Data extracted from a collection:
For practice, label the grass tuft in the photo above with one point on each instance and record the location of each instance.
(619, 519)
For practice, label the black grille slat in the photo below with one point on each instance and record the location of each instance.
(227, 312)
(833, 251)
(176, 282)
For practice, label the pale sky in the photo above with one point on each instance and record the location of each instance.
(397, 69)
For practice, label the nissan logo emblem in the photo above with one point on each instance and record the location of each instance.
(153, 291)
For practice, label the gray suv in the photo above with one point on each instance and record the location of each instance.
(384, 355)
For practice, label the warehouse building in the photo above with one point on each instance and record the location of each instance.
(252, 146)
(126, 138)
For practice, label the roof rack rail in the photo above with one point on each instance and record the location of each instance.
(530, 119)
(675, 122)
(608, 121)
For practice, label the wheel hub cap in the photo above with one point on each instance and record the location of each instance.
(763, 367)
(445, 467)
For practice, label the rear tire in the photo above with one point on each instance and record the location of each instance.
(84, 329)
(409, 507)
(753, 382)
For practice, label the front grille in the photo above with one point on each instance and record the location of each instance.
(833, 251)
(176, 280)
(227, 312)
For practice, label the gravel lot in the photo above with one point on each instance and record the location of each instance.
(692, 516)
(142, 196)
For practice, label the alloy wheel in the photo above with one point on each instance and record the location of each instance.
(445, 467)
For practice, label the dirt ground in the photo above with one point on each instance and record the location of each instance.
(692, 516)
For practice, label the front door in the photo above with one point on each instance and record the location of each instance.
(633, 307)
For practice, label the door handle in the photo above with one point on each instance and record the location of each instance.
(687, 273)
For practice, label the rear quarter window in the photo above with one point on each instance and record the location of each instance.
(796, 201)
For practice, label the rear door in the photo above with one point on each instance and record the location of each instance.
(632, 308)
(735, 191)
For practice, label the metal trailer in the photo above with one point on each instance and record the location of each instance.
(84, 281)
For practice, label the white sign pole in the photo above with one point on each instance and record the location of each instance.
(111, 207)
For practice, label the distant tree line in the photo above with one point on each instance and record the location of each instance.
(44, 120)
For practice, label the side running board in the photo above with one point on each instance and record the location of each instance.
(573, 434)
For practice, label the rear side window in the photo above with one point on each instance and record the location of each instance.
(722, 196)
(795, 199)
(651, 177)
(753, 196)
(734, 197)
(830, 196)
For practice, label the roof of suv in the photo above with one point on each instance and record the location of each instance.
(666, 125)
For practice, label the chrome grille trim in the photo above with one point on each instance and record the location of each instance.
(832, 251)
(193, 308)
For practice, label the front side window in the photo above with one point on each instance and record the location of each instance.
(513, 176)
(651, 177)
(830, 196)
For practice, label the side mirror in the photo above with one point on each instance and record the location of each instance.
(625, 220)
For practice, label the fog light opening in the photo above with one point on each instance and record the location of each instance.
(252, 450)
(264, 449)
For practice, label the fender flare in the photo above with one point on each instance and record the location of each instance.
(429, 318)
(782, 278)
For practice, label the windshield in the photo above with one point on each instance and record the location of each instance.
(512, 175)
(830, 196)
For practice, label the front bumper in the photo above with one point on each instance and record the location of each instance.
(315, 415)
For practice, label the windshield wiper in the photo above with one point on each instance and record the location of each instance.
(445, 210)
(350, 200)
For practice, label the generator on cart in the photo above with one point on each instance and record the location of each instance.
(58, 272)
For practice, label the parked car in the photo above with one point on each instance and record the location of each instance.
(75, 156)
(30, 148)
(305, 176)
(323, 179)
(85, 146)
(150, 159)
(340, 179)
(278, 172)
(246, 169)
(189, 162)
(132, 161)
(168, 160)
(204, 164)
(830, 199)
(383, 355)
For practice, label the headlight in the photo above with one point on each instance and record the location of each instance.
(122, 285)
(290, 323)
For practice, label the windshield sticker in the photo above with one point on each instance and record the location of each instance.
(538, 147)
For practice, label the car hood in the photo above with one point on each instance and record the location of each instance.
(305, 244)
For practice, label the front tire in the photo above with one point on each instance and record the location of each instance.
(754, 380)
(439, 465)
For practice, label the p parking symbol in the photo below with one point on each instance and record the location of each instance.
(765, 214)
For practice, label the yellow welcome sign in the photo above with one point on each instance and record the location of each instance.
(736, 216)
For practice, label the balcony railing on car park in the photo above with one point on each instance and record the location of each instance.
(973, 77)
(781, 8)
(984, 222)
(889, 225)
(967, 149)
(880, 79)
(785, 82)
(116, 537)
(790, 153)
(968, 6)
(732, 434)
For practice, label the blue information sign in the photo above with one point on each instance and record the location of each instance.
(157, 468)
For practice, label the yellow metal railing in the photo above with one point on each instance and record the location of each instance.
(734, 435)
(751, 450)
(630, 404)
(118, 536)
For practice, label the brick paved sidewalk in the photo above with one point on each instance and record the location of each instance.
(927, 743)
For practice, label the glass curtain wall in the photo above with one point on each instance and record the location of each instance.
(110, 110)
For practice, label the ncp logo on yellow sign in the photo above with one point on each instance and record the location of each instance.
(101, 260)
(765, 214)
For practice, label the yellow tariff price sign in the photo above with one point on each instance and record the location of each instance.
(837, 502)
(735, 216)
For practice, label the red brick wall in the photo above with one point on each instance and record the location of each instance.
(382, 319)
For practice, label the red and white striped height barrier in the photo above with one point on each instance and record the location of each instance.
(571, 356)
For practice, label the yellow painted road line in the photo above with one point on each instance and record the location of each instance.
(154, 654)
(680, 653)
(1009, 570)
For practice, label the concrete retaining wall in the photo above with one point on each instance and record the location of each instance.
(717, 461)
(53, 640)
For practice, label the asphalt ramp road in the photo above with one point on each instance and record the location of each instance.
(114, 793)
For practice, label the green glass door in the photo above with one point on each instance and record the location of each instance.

● **WHAT YOU ARE ASKED TO DO**:
Every entry above needs to be quoted exactly.

● **RESULT OF THE TASK**:
For practice, label the grass tuft in the photo above with one point on each instance and record the location of each instance.
(619, 519)
For practice, label the black grille slat in the photo below with one point on each instance and record the location of each instance.
(227, 312)
(833, 251)
(176, 282)
For practice, label the pale sky in the photo above with one point on each instance and record the location of each instance.
(397, 69)
For practice, label the nissan logo emblem in the photo above with one point on each instance and record the location of each instance.
(153, 291)
For practice, label the gray suv in the photo above with one point on each instance and record the location of each instance.
(384, 355)
For practice, label the warehouse building in the photo above with one point on each instance and record the location of each instance.
(252, 146)
(126, 138)
For practice, label the roof rack rail in the photo above with one point on each instance and record the location of each instance.
(530, 119)
(675, 122)
(608, 121)
For practice, label the wheel hub cap in the photo above with one point on each instance and record the location of each instance.
(763, 367)
(445, 467)
For practice, label the rear tire in the photo above with one point on each instance and record the location of each instance.
(84, 329)
(409, 507)
(753, 382)
For practice, label the front grille in the photo above with one point on each instance and record the location of each instance.
(833, 251)
(176, 280)
(227, 312)
For practice, label the gravel lot in the photo above with one point on each instance and record the location of each instance.
(692, 516)
(142, 196)
For practice, label the alloy wheel in the photo above with one point on each instance and record the location of each instance.
(445, 467)
For practice, label the dirt ground in the photo above with one point on each instance and record the location of each instance.
(692, 516)
For practice, label the front door in the photo above with one point on each instance and record the location of each instance.
(633, 307)
For practice, label the door handle in the photo above with one point on each instance and record the location of each instance.
(687, 273)
For practice, label the rear quarter window in the photo above with one point on each instance and record the location of each instance.
(796, 201)
For practice, label the rear door in the photo above with one point on each instance and record the location of each instance.
(632, 308)
(735, 191)
For practice, label the metal trailer in the photo above with one point on each instance and record the location of each instance.
(84, 281)
For practice, label the white sign pole in the photo above with one point on each instance and record the location of each instance.
(111, 207)
For practice, label the distant tree line in the photo above with one point on each instance and record the location of each instance.
(44, 120)
For practice, label the side running board in the photo above with one point on each instance and record the location of each instance.
(573, 434)
For practice, label the rear side window in the photo above with one point on each instance and record the location of each instance.
(722, 196)
(795, 199)
(651, 177)
(753, 196)
(734, 197)
(830, 196)
For practice, label the roof of suv in the photo above with one point on each instance and record the location of each instance.
(666, 125)
For practice, label the chrome grille trim in the photo above with one point on each instance and record the location of each instance.
(832, 251)
(193, 308)
For practice, label the front side window in the photo above with one point on each instance and record the location of each instance.
(513, 176)
(651, 177)
(830, 196)
For practice, label the side mirror in the photo above with one point on each instance and record the location of each instance.
(625, 220)
For practice, label the fog light opening in the photo above with one point on each instance and record the location of each instance.
(252, 450)
(264, 449)
For practice, label the fender flare in the photo above with one point on each instance and record the location of each instance.
(429, 318)
(782, 278)
For practice, label the windshield in the photo above with one point on each instance and record the location of each instance.
(512, 175)
(830, 196)
For practice, label the front bumper in the photo above with one point on each instance and record the location of each instance.
(315, 415)
For practice, label the windshield wiper in the photo above with one point on each instance and record the location of each instance.
(445, 210)
(350, 200)
For practice, label the generator on cart in the photo above with one point on each instance and record the location of each instance.
(58, 272)
For practice, label the parked car in the photo above with one point on each instance and record the location of each instance.
(75, 156)
(30, 148)
(305, 176)
(323, 179)
(85, 146)
(150, 159)
(340, 179)
(278, 172)
(246, 169)
(189, 162)
(132, 161)
(168, 160)
(204, 164)
(830, 199)
(383, 355)
For practice, label the headlight in the photo above with one point on each instance and record the location of each instance.
(122, 285)
(290, 323)
For practice, label the windshield sticker in the photo above with one point on each instance and record the location of each instance.
(538, 147)
For practice, label the car hood in the photo above with one point on each instance and record the location of each instance.
(305, 244)
For practice, label the front tire in the photo above with one point on each instance and record the location of each instance.
(754, 380)
(439, 465)
For practice, label the p parking symbol in the photo below with one point on each instance and record the location of each instance.
(765, 214)
For practice, label the yellow welcome sign in the photo above with one point on each instance and record the location of each instance.
(736, 216)
For practice, label the balcony railing on car park in the photo above with one point on each instance and record the location of each instance.
(973, 77)
(781, 8)
(984, 222)
(889, 225)
(967, 149)
(880, 79)
(785, 82)
(116, 537)
(790, 153)
(968, 6)
(732, 434)
For practice, label the blue information sign in the photo above with one point on each instance and record the location of each instance.
(157, 468)
For practice, label the yellow metal railing in the photo above with one point on each instance and record the location of each instance.
(734, 435)
(751, 450)
(630, 404)
(118, 536)
For practice, label the brick paved sidewalk in the photo above with one point on each instance and record the location of each instance.
(927, 743)
For practice, label the glass curtain wall in the photo above with one point on each instance and record the location of each instance.
(110, 110)
For practice, label the ncp logo on yellow sign in the photo above with one point on each instance and record the location of each instance.
(101, 260)
(765, 214)
For practice, label the yellow tariff price sign in the photo above with one point on each instance and record the location of each instance.
(837, 502)
(735, 216)
For practice, label the red brick wall in the photo above with one point on each instance and record the location of each instance.
(382, 319)
For practice, label the red and white striped height barrier in the photo above with one point on each instance and record the location of each instance.
(571, 356)
For practice, label the yellow painted road line in the photo above with one point on each instance and record the location of each instance.
(154, 654)
(680, 653)
(1009, 570)
For practice, label the concrete retaining wall in the photo above with one point on each instance and record the location of each instance.
(717, 461)
(53, 640)
For practice, label the asphalt ramp road in the photo above with one point on each instance and record the location of each instance.
(114, 793)
For practice, label the green glass door in the photo above with one point on each instance and record the location of each instance.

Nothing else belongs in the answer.